# Your instructions
Pick up the Btrfs patch email about mismatched device numbers in /proc/pid/maps and stat(2), and carry it on from its last line.

* [PATCH] fix inconsistent device between /proc/pid/maps and stat
@ 2017-03-21 1:53 Satoru Takeuchi
2017-03-24 11:58 ` David Sterba
0 siblings, 1 reply; 4+ messages in thread
From: Satoru Takeuchi @ 2017-03-21 1:53 UTC (permalink / raw)
To: linux-btrfs; +Cc: Mark Fasheh, David Sterba
There have been some discussions about inconsistent device between /proc/pid/maps and stat(2).
http://thr3ads.net/btrfs-devel/2011/05/2346176-RFC-PATCH-0-2-btrfs-vfs-Return-same-device-in-stat-2-and-proc-pid-maps
https://www.spinics.net/lists/linux-btrfs/msg09044.html
https://patchwork.kernel.org/patch/2825842/
https://patchwork.kernel.org/patch/2831525/
It's important since it breaks user programs like lsof(8). There was a patche by Mark to fix this problem.
However, unfortunately, that patch is not merged so far.
NOTE:
1) This patch is inspired by the Mark's one and I tweak it as follows.
- move a flag for this fix from sb->s_flags to kernel internal sb->s_iflags
- change that flag's name from MS_STAT_FOR_DEV to SB_I_LOGICALVOL, to make its meaning clearer
2) This patch is for Chris's for-linus-4.11 (commit e1699d2d7bf6e6cce3e1baff19f9dd4595a58664 ("")). It should modify to apply to 4.11-rcX because of statx patches changes
struct inode_operations->getattr() interface.
For more information about this problem, please refer to the patchat the end of this mail.
---
Subject: [PATCH] fix inconsistent devie between /proc/pid/maps and stat
/proc/pid/maps returns each device as follows.
===
dev = inode->i_sb->s_dev;
===
However, stat(2) returns it as follows.

# Point annotations on photos
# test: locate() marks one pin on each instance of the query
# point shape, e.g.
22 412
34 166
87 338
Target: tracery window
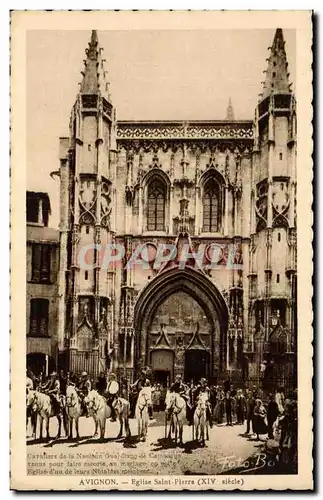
156 206
38 318
41 263
211 207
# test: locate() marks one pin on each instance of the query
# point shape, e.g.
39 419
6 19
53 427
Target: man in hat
203 388
83 390
112 393
52 388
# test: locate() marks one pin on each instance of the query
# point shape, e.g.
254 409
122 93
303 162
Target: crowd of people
272 414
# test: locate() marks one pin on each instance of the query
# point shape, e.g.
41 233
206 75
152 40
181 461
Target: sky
154 75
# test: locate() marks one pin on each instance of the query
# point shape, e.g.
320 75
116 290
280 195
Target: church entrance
197 365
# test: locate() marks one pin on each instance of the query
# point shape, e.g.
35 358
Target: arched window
211 207
156 206
38 325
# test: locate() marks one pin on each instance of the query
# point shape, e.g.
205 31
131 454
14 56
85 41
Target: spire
94 75
277 76
230 111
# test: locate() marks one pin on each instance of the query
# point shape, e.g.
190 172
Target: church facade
220 193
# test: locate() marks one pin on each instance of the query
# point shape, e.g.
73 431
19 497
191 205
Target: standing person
259 412
157 398
228 406
63 382
29 381
52 388
101 385
272 414
250 406
83 388
124 391
280 399
240 407
112 393
203 388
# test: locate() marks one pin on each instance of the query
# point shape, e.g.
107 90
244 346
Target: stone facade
42 272
224 190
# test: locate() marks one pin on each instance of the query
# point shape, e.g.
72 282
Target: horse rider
52 388
203 388
83 390
112 393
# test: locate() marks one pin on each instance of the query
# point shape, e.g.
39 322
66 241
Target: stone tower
87 172
272 278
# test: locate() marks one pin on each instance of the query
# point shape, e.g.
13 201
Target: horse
176 409
122 409
41 404
97 407
201 423
73 410
30 413
141 412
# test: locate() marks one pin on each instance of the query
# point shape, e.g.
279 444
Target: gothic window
231 349
38 318
32 209
40 263
211 207
156 206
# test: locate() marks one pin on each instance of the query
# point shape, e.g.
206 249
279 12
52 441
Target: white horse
97 407
42 405
122 409
73 410
201 423
141 412
176 409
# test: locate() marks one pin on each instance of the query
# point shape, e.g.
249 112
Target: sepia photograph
161 256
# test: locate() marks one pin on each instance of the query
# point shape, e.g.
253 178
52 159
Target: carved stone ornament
87 201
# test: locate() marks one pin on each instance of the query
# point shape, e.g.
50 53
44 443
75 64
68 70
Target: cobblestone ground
226 449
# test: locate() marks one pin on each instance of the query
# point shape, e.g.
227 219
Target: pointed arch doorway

# The output
===
stat->dev = BTRFS_I(inode)->root->anon_dev;
===
It results in device mismatch and this inconsistency breaks users programs like lsof(8) as follows.
Without this patch:
===
$ mount | grep /home/vagrant/mnt
/dev/vda5 on /home/vagrant/mnt type btrfs (rw,relatime,noacl,space_cache,subvolid=5,subvol=/)
$ /home/vagrant/mnt/lsof | grep /home/vagrant/mnt
lsof 19292 root txt REG 0,44 163136 257 /home/sat/mnt/lsof
lsof 19292 root mem REG 0,42 257 /home/sat/mnt/lsof (path dev=0,44)
lsof 19294 root txt REG 0,44 163136 257 /home/sat/mnt/lsof
lsof 19294 root mem REG 0,42 257 /home/sat/mnt/lsof (path dev=0,44)
===
With this patch:
===
$ mount | grep /home/vagrant/mnt
/dev/vda5 on /home/vagrant/mnt type btrfs (rw,relatime,noacl,space_cache,subvolid=5,subvol=/)
$ /home/vagrant/mnt/lsof | grep /home/vagrant/mnt
lsof 752 root txt REG 0,44 163224 263 /home/vagrant/mnt/lsof
lsof 754 root txt REG 0,44 163224 263 /home/vagrant/mnt/lsof
===
Signed-off-by: Satoru Takeuchi <satoru.takeuchi@gmail.com>
CC: Signed-off-by: Mark Fasheh <mfasheh@suse.de>
---
fs/btrfs/super.c | 1 +
fs/proc/generic.c | 13 +++++++++++++
fs/proc/internal.h | 1 +
fs/proc/nommu.c | 2 +-
fs/proc/task_mmu.c | 2 +-
fs/proc/task_nommu.c | 2 +-
include/linux/fs.h | 1 +
7 files changed, 19 insertions(+), 3 deletions(-)
diff --git a/fs/btrfs/super.c b/fs/btrfs/super.c
index da687dc79cce..2ccfdb107ba0 100644
--- a/fs/btrfs/super.c
+++ b/fs/btrfs/super.c
@@ -1133,6 +1133,7 @@ static int btrfs_fill_super(struct super_block *sb,
#endif
sb->s_flags |= MS_I_VERSION;
sb->s_iflags |= SB_I_CGROUPWB;
+ sb->s_iflags |= SB_I_LOGICALVOL;
err = open_ctree(sb, fs_devices, (char *)data);
if (err) {
btrfs_err(fs_info, "open_ctree failed");
diff --git a/fs/proc/generic.c b/fs/proc/generic.c
index f6a01f09f79d..d38cd77b297c 100644
--- a/fs/proc/generic.c
+++ b/fs/proc/generic.c
@@ -646,3 +646,16 @@ void *PDE_DATA(const struct inode *inode)
return __PDE_DATA(inode);
}
EXPORT_SYMBOL(PDE_DATA);
+
+dev_t proc_get_map_dev(struct dentry *dentry)
+{
+ struct inode *inode = dentry->d_inode;
+ struct kstat kstat;
+
+ if (inode->i_sb->s_iflags & SB_I_LOGICALVOL &&
+ inode->i_op->getattr &&
+ inode->i_op->getattr(NULL, dentry, &kstat) == 0)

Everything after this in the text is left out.